CMS points out on its Web site that the enabling legislation technically only
covers the July-December 2007 reporting period, but industry leaders fully
expect that the 1.5 percent PQRI bonus incentive will be extended to 2008.
As earlier mentioned, the inventory of quality care measures proposed for 2008
include two that pertain to services by pathologists, so they’ll be eligible
to participate in the PQRI starting January 1, 2008. The two pathology-related
quality indices cover colorectal and breast cancer cases as follows:
- Breast Cancer Cases. The breast
cancer resection quality measure focuses on reporting the pT category (primary
tumor) and pN category (regional lymph nodes) with histologic grade. A quality
code is reportable for this measure only when a breast specimen is appropriately
coded with CPT 88307 (e.g., lumpectomy) or 88309 (mastectomy with regional
nodes). The reportable ICD-9-CM diagnosis code must be 174.0-174.9, 175.0,
or 175.9. The performance ratio that will be compared to the 80 percent threshold
is determined by comparing the total number of qualifying breast cancer resection
cases signed out during 2008 that included the pT category, the pN category,
and the histologic grade in the final pathology report to the total number
of breast cancer resection cases for that year. The denominator is adjusted
to exclude cases in which the pT category, the pN category, or the histologic
grade didn’t appear in the final pathology report due to “valid
medical reasons.” The CPT Category II code or the HCPCS “G” code
to be reported for this measure has not yet been published. The participating
pathologist must affix a modifier (1P, 2P or 3P) to the quality code to denote
when the pT category, pN category, or histologic grade is omitted due to
a valid medical or other permitted exclusionary reason. Another modifier
(8P) must be used to report situations when the omission is not justified
within PQRI parameters.
- Colorectal Cancer Cases. The
colorectal cancer resection quality measure also focuses on reporting the
pT category (primary tumor) and pN category (regional lymph nodes) with histologic
grade. A quality code is reportable for this measure only if a colorectal
specimen is appropriately coded with CPT 88309 (total colectomy or segmental
resection for tumor). The reportable ICD-9-CM code must be 153.0-153.9, 154.0-154.1,
or 154.8. The performance ratio that will be compared to the 80 percent threshold
is determined by comparing the total number of qualifying colorectal cancer
resection cases signed out during 2008 that included the pT category, the
pN category, and the histologic grade in the final pathology report to the
total number of colorectal cancer resection cases for that year.

**Work instructions:**
1. In the passage on pathology quality measures, which modifier must be used when an omission is not justified within PQRI parameters?
2. Continue the passage on pathology quality measures from its last sentence.

**Data block:**

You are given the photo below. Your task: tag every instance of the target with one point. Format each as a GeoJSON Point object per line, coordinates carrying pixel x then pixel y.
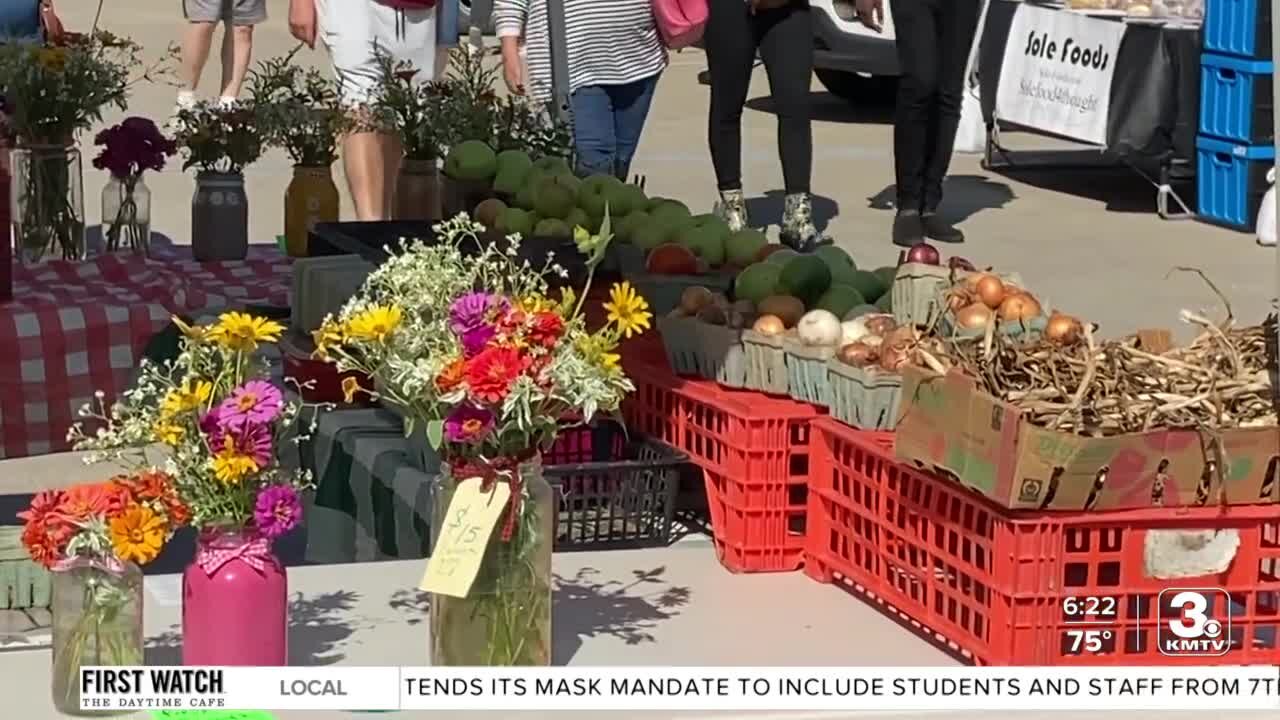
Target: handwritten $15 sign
{"type": "Point", "coordinates": [457, 554]}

**Answers to each task:**
1. 8P

2.
The denominator is adjusted to exclude those cases where the pT category,
the pN category, or the histologic grade didn’t appear in the final pathology
report due to “valid medical reasons.” The CPT Category II code
or the HCPCS “G” code to be reported for this measure has not yet
been published. The participating pathologist must affix a modifier (1P, 2P
or 3P) to the quality code to denote when the pT category, pN category, or
histologic grade is omitted due to a valid medical or other permitted exclusionary
reason. Another modifier (8P) must be used to report situations when the omission
is not justified within PQRI parameters.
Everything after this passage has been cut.